> **Passage to read**:
========================

In a first for the franchise, Double Feature is actually two seasons in one: Red Tide and Death Valley. Each will also have their own distinct stories and casts of actors, with an emphasis on fan-favorite returning cast members to commemorate the series' tenth anniversary.

Part one, Red Tide, follows the Gardner family, who have recently moved to the peaceful Provincetown, MA so that patriarch Harry (Finn Wittrock) can focus on his writing by the suggestion of his wife, Doris (Lily Rabe). After Harry encounters a mysterious group of locals who promise him success and a cure for his Writer's Block, the town is rocked by a series of grisly murders, which his new friends may or may not have a hand in doing. Also appearing in Red Tide are Sarah Paulson, Evan Peters, Frances Conroy, Leslie Grossman, Billie Lourd, Angelica Ross, Ryan Kierra Armstrong, Denis O'Hare, Adina Porter and Macaulay Culkin.

========================

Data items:
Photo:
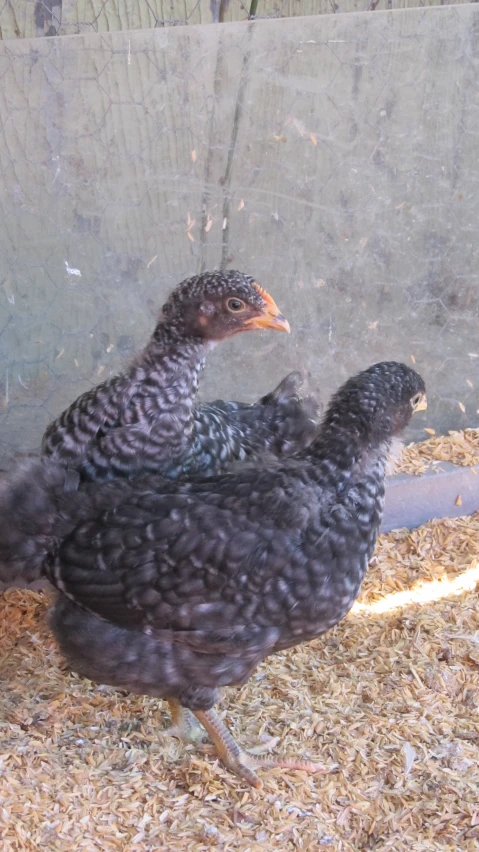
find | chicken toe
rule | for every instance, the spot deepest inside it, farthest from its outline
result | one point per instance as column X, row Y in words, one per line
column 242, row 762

========================

> **To do**:
**A.** In the passage about Double Feature, name the first five actors listed after the words "Also appearing in Red Tide are".
**B.** Reproduce the section of the passage about Double Feature that starts at "In a first for" and ends at "series' tenth anniversary.".

> **Answers for each item**:
**A.** Sarah Paulson, Evan Peters, Frances Conroy, Leslie Grossman, Billie Lourd

**B.**
In a first for the franchise, Double Feature is actually two seasons in one: Red Tide and Death Valley. Each will also have their own distinct stories and casts of actors, with an emphasis on fan-favorite returning cast members to commemorate the series' tenth anniversary.